→ WHAT TO WORK ON
Give the records below, from the line containing "Confirm every instance of the roof" through the end of the records, as a two-column CSV with the columns instruction and keypoints. Use one row per record, with its text and its answer each in a single quoted field and line breaks changed to spaces.

→ SUPPLIED RECORDS
╭──

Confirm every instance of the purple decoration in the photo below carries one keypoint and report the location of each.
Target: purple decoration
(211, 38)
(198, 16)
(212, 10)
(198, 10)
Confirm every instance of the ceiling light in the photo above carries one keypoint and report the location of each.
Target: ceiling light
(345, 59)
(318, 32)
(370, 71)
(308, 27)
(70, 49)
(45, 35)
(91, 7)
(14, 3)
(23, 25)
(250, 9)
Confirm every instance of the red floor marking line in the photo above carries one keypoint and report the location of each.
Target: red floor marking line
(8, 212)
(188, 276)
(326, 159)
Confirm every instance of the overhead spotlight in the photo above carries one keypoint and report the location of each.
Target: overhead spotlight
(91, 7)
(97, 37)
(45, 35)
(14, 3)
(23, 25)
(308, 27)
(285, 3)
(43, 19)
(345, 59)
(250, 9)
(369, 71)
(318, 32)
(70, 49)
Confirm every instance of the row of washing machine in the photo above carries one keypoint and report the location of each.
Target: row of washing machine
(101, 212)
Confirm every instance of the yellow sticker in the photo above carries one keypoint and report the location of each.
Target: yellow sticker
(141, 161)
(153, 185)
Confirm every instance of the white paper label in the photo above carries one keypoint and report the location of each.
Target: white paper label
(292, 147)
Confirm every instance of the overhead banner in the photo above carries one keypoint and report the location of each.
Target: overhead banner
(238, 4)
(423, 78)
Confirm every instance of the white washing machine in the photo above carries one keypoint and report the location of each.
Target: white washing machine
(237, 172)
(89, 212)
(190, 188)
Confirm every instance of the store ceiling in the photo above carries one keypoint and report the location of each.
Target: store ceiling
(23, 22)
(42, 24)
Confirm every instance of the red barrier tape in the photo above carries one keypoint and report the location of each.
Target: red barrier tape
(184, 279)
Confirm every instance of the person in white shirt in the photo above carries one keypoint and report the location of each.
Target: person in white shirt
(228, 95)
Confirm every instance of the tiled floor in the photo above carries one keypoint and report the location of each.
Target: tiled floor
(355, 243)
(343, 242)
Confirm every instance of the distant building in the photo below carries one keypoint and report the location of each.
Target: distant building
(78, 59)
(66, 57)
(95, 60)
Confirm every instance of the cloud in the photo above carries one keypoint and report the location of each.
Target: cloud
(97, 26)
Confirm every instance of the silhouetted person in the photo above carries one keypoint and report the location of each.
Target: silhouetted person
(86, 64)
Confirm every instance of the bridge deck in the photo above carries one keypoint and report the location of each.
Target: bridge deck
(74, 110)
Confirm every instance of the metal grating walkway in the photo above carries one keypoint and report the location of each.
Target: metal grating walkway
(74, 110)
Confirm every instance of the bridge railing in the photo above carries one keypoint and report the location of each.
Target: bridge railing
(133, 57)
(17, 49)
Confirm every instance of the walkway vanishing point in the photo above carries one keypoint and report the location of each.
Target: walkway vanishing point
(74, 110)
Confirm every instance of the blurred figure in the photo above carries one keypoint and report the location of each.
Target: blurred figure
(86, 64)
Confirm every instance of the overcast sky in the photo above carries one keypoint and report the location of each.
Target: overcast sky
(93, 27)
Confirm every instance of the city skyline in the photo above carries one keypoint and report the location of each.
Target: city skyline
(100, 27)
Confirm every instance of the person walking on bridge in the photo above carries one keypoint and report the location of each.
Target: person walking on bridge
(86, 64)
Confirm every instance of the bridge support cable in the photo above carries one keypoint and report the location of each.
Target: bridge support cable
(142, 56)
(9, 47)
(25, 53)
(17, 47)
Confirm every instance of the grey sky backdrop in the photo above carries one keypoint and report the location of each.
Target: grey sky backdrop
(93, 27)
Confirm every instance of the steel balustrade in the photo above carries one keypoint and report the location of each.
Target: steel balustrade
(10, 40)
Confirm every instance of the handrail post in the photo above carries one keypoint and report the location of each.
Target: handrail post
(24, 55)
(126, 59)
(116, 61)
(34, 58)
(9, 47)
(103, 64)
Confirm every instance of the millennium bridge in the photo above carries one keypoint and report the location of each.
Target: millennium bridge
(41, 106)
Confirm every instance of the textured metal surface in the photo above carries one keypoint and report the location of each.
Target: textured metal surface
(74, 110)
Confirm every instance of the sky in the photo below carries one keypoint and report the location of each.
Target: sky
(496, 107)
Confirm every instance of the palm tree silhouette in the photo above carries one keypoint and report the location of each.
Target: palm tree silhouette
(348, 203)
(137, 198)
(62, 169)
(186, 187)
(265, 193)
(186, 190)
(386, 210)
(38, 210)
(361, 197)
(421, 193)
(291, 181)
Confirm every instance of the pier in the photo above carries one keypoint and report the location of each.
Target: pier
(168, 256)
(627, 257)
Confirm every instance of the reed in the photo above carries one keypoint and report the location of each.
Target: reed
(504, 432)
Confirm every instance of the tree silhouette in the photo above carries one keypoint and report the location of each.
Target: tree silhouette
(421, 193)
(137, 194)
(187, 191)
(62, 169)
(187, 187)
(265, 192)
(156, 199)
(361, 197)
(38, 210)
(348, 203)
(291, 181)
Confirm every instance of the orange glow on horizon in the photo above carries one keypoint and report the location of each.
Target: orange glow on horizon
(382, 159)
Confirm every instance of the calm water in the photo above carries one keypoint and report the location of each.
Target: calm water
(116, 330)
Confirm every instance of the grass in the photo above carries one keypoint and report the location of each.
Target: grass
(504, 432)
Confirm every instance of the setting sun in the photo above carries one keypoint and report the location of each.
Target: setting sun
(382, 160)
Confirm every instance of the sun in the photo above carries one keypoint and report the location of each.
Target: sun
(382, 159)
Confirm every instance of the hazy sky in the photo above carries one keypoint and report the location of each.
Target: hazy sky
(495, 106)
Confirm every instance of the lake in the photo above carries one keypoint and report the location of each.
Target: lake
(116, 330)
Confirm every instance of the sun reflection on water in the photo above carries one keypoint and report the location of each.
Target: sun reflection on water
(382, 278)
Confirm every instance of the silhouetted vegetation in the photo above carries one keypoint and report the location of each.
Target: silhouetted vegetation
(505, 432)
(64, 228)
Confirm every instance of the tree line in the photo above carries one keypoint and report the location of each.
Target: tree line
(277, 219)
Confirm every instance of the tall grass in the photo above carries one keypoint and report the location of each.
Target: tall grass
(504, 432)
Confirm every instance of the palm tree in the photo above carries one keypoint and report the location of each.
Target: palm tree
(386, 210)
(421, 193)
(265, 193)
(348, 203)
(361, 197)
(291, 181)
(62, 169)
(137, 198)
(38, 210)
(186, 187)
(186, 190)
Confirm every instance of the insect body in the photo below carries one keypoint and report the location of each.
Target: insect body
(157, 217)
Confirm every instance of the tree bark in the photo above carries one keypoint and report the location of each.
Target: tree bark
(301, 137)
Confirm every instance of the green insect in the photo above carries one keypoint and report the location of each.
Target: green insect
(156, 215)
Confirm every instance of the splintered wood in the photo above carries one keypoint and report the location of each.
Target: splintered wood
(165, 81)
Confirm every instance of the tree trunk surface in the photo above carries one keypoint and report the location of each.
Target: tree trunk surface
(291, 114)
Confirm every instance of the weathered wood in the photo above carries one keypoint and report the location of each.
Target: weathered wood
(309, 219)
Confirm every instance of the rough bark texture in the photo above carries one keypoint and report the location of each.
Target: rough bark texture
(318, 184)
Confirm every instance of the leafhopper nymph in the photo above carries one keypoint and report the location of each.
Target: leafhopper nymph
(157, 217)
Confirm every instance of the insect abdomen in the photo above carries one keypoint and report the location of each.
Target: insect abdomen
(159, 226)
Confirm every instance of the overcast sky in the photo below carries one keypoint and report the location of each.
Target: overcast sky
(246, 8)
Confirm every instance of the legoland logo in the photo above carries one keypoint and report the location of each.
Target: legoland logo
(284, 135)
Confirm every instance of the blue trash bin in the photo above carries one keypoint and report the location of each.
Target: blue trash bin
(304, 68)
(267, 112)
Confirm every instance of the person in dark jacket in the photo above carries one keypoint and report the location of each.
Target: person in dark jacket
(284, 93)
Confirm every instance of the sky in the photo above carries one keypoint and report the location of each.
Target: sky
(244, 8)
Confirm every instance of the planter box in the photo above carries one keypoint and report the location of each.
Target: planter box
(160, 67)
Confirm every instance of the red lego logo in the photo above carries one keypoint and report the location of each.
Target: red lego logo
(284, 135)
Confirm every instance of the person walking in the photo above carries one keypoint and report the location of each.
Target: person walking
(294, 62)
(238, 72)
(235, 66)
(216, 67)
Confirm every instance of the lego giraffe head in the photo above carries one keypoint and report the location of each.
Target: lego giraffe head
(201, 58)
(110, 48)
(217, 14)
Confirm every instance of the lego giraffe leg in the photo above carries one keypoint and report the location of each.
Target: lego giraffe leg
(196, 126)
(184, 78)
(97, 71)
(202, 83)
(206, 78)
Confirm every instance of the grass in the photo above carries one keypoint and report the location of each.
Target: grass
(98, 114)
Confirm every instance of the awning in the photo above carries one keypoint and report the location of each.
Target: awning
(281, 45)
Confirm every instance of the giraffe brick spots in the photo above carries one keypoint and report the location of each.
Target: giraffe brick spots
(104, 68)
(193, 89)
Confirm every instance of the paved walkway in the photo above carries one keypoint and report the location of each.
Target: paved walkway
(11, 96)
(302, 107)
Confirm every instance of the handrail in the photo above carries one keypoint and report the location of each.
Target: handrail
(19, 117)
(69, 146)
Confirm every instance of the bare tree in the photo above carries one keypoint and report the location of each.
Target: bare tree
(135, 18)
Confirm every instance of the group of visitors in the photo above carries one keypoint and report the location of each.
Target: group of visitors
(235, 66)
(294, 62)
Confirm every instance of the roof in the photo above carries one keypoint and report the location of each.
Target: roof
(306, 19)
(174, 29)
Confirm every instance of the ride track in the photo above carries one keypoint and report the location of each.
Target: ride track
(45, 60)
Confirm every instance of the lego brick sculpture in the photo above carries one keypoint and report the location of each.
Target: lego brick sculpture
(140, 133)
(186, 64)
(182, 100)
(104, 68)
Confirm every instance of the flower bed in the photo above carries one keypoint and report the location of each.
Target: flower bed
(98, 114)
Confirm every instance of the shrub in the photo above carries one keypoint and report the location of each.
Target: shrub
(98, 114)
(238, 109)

╰──

→ ANSWER TO THIS EXERCISE
instruction,keypoints
"Confirm every instance of the roof in the photo above carries one keypoint and report the location of each. Target: roof","(306, 19) (174, 29)"
"Confirm every instance of the ride track in the photo above carries one keypoint and report the location of each. Target: ride track","(45, 60)"
"Confirm every instance of the lego brick sculpture in the photo above carries one keypoint and report the location of each. Target: lego brick sculpture","(140, 133) (186, 64) (182, 100) (104, 68)"
"Confirm every instance of the flower bed in the photo above carries one keypoint and report the location of each. Target: flower bed","(98, 114)"
"Confirm every instance of the shrub in the photo above carries one keypoint and report the location of each. Target: shrub","(98, 114) (238, 109)"